── Data shown
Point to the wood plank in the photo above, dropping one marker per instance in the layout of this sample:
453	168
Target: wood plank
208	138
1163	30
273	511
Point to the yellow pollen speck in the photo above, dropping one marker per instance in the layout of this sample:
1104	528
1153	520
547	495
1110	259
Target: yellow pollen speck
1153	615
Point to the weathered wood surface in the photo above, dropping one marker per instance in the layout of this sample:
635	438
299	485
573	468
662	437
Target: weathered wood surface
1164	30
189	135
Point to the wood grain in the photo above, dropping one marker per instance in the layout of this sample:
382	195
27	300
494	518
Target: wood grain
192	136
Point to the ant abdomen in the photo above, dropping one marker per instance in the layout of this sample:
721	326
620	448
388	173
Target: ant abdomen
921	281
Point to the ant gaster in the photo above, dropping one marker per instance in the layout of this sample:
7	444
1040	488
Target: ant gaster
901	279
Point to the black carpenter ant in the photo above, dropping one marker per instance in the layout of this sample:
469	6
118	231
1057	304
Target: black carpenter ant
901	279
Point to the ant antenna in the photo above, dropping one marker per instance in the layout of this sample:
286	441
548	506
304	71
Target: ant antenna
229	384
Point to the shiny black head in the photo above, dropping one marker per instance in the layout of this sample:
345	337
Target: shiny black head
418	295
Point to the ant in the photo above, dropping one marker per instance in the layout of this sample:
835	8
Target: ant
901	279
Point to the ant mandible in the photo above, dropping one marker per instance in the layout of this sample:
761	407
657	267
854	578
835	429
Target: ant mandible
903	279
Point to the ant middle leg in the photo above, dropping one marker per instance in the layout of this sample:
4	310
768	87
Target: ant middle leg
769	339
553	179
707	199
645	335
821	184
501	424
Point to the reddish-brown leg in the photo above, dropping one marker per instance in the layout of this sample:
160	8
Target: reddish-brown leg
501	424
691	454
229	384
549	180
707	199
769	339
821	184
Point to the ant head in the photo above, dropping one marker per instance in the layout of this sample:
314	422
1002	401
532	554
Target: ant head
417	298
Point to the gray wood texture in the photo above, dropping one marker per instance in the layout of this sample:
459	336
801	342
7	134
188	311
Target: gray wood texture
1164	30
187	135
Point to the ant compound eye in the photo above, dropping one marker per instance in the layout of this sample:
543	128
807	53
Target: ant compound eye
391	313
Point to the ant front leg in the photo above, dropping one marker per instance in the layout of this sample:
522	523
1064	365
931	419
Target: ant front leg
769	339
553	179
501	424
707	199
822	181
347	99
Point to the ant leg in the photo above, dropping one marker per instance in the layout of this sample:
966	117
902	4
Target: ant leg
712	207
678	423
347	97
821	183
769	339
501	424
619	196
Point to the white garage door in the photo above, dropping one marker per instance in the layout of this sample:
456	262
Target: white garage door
────
# [Your instructions]
In which lines of the records does the word "garage" appear? Copy each of them.

# [Solution for this problem]
Point to the white garage door in the photo above, dropping one marker per instance in the layout of this sample:
Target: white garage door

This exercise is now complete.